§ Passage:
If Annec exercises the purchase option it holds over Beijing Annec’s share capital pursuant to the Option Agreement, the payment of the purchase price could materially and adversely affect our financial position.
 
Under the Option Agreement, Annec has the option to purchase all of the equity interest in Beijing Annec at a price based on the circumstances of the exercise of the option as determined by the relevant parties, provided that the acquisition will not violate any PRC laws or regulations in effect. As Beijing Annec is already our contractually controlled affiliate, Annec’s exercising of the option would not bring immediate benefits to our company, and payment of the purchase price could adversely affect our financial position.
 
RISKS RELATED TO DOING BUSINESS IN CHINA
 
As substantially all of our assets are located in the PRC and all of our revenues are derived from our operations in China, changes in the political and economic policies of the PRC government could have a significant impact upon the business we may be able to conduct in the PRC and accordingly on the results of our operations and financial condition.
 
Our business operations may be adversely affected by the current and future political environment in the PRC. The Chinese government exerts substantial influence and control over the manner in which we must conduct our business activities. Our ability to operate in China may be adversely affected by changes in Chinese laws and regulations, including those relating to taxation, import and export tariffs, raw materials, environmental regulations, land use rights, property and other matters. Under the current government leadership, the government of the PRC has been pursuing economic reform policies that encourage private economic activity and greater economic decentralization. There is no assurance, however, that the government of the PRC will continue to pursue these policies, or that it will not significantly alter these policies from time to time without notice.

§ Data section:

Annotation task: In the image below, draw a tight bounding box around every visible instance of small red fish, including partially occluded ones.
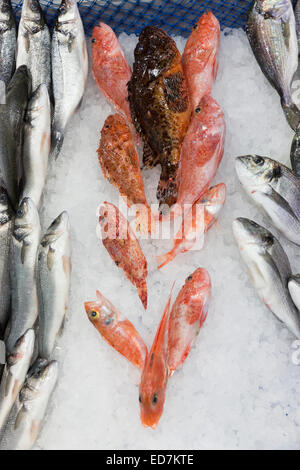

§ Given exercise: Write out the risk passage word for word, starting at the words that have "If Annec exercises" and stopping after "could adversely affect our financial position.". The lines above are separate material and have nothing to do with the risk passage.

§ Reply to the task:
If Annec exercises the purchase option it holds over Beijing Annec’s share capital pursuant to the Option Agreement, the payment of the purchase price could materially and adversely affect our financial position.
 
Under the Option Agreement, Annec has the option to purchase all of the equity interest in Beijing Annec at a price based on the circumstances of the exercise of the option as determined by the relevant parties, provided that the acquisition will not violate any PRC laws or regulations in effect. As Beijing Annec is already our contractually controlled affiliate, Annec’s exercising of the option would not bring immediate benefits to our company, and payment of the purchase price could adversely affect our financial position.